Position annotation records
********

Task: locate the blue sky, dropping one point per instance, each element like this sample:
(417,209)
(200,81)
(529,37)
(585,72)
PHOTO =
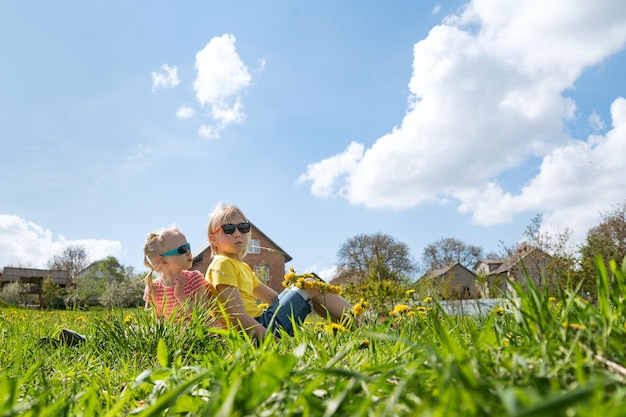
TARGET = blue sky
(321,120)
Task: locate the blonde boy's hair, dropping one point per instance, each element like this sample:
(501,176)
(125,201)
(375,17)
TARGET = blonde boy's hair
(223,214)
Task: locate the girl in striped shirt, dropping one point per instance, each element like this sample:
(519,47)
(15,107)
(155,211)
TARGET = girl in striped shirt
(177,290)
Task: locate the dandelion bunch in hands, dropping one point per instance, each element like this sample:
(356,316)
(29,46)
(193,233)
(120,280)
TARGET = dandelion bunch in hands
(309,280)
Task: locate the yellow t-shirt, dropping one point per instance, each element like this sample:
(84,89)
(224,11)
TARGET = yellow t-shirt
(224,270)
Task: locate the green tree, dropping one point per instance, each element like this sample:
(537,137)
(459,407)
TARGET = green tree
(375,255)
(74,258)
(608,240)
(51,294)
(92,285)
(447,251)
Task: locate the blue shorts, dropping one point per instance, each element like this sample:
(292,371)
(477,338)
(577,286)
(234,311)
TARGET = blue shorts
(292,305)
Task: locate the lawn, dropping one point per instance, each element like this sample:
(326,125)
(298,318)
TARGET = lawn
(546,355)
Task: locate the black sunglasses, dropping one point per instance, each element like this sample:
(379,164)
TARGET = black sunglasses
(229,228)
(181,250)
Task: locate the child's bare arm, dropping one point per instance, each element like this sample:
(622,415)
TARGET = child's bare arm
(231,298)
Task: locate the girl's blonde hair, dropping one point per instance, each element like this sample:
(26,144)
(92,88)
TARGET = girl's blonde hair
(154,247)
(223,214)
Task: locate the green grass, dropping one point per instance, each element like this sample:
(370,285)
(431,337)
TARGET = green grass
(542,357)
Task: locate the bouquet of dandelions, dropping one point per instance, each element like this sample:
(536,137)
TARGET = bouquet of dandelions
(309,280)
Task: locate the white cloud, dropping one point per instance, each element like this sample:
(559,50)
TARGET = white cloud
(487,95)
(185,112)
(595,121)
(167,78)
(25,244)
(221,81)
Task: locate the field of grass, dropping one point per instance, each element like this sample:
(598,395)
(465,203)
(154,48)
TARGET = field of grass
(548,355)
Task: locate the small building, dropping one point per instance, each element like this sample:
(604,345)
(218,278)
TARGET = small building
(31,282)
(264,256)
(526,260)
(453,282)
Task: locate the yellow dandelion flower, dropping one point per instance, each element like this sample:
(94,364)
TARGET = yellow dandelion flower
(576,326)
(399,309)
(334,328)
(357,310)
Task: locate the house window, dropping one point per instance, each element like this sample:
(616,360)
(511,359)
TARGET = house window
(254,246)
(263,273)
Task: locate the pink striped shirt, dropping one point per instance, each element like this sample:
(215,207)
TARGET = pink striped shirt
(164,297)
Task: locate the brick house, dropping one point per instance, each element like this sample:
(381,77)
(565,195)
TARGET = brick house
(264,256)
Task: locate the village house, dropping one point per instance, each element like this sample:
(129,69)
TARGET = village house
(264,256)
(494,273)
(453,282)
(31,282)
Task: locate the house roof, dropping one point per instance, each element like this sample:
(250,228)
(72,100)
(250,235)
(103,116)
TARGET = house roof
(508,263)
(12,274)
(200,252)
(442,271)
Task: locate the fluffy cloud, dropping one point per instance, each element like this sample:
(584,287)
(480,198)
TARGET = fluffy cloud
(25,244)
(167,78)
(221,80)
(488,97)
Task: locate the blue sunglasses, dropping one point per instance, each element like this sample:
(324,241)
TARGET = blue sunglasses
(181,250)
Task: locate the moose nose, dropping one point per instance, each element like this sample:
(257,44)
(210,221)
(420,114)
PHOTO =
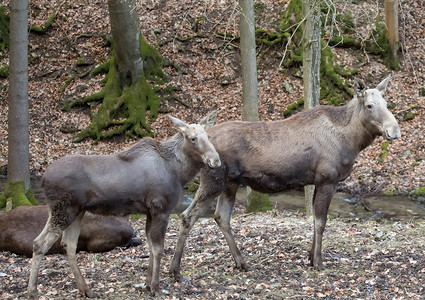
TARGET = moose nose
(214,162)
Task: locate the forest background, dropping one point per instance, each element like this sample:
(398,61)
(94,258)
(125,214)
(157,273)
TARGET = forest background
(364,259)
(205,67)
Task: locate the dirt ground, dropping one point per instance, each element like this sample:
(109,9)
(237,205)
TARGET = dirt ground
(364,259)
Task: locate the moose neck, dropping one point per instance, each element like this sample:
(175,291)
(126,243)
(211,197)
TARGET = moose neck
(354,129)
(186,167)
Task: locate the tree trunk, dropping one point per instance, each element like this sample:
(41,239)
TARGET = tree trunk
(391,23)
(249,62)
(127,96)
(255,201)
(18,173)
(123,15)
(311,76)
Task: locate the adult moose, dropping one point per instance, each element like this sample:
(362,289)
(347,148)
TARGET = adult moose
(147,178)
(318,146)
(20,226)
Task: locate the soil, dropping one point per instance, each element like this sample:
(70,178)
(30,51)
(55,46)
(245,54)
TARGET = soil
(364,259)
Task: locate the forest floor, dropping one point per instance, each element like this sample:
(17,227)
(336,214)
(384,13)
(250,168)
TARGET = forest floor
(364,259)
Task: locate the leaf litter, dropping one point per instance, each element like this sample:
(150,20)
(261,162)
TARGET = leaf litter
(364,259)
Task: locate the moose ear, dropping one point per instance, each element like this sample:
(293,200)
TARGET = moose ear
(382,87)
(209,120)
(179,124)
(359,87)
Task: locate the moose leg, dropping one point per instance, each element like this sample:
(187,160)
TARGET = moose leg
(222,215)
(70,241)
(155,236)
(148,240)
(41,245)
(188,218)
(322,198)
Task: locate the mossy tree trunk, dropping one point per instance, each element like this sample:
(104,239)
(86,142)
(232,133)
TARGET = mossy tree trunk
(18,190)
(123,104)
(256,201)
(311,74)
(391,24)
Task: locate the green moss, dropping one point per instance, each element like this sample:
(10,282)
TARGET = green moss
(378,44)
(389,193)
(15,196)
(293,107)
(47,25)
(4,71)
(419,192)
(385,151)
(409,116)
(193,187)
(258,202)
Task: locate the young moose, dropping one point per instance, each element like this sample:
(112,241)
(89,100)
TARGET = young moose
(318,146)
(147,178)
(20,226)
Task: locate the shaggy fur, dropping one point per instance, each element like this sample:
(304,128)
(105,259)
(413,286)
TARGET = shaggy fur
(315,147)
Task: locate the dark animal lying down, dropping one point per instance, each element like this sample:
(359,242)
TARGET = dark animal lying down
(20,226)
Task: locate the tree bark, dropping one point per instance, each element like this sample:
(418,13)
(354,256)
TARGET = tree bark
(249,62)
(123,15)
(255,201)
(311,76)
(127,96)
(18,172)
(391,22)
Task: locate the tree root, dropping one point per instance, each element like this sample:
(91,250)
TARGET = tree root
(15,196)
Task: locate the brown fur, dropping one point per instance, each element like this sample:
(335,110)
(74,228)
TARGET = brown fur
(315,147)
(148,178)
(20,226)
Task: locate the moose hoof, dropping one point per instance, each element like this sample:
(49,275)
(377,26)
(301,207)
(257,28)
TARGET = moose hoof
(33,295)
(243,266)
(89,294)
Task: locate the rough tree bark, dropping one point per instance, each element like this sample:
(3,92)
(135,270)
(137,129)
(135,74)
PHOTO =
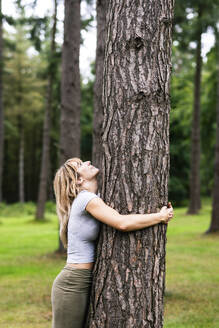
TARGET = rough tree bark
(70,86)
(98,84)
(214,226)
(21,160)
(1,107)
(129,274)
(42,194)
(195,197)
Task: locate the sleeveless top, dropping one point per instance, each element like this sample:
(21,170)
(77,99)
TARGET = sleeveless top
(83,230)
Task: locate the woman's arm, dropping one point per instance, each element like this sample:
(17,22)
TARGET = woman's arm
(104,213)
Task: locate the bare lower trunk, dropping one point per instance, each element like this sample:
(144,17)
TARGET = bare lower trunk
(214,226)
(98,85)
(195,198)
(129,274)
(21,164)
(42,194)
(70,87)
(1,107)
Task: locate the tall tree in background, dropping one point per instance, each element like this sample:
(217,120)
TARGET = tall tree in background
(195,196)
(70,86)
(214,226)
(70,83)
(98,85)
(42,193)
(1,106)
(129,275)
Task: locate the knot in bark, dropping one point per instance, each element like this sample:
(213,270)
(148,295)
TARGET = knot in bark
(166,21)
(136,43)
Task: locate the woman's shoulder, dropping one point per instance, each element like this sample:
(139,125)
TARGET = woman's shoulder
(83,199)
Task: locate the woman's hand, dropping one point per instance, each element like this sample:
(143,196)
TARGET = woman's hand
(166,213)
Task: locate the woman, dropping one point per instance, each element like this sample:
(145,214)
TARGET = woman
(80,212)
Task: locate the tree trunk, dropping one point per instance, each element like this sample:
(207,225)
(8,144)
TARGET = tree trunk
(21,161)
(70,84)
(70,134)
(98,85)
(214,226)
(1,107)
(42,194)
(195,198)
(129,274)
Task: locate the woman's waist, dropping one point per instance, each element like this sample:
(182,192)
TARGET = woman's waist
(88,266)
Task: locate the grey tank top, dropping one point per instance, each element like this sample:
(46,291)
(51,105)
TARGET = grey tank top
(83,230)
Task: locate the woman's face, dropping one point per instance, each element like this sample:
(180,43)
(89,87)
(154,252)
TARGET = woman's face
(86,170)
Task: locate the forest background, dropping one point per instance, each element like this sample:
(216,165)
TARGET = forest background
(25,70)
(31,57)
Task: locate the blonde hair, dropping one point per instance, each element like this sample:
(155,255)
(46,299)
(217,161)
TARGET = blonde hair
(66,190)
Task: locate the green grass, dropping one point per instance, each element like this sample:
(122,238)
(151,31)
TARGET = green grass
(28,266)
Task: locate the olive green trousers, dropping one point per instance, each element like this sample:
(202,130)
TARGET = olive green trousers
(70,297)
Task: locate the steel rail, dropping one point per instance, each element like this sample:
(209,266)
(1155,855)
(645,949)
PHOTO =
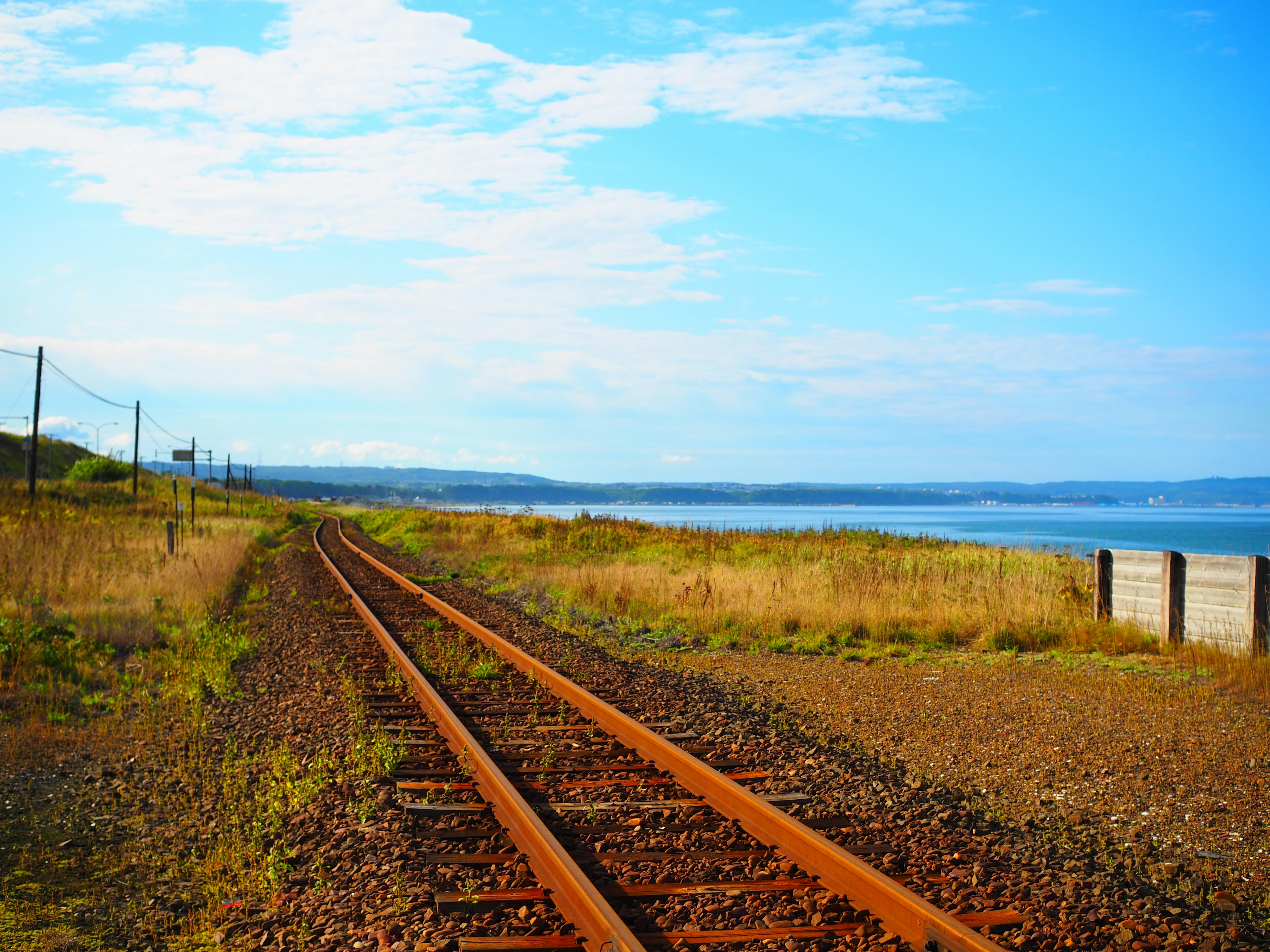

********

= GIVEN INSTRUCTION =
Pull out every line of the records that contains the word "pink".

= REPLY TO THE EXERCISE =
Task: locate the pink striped shirt, dropping one point per instance, each element like this sample:
TARGET = pink striped shirt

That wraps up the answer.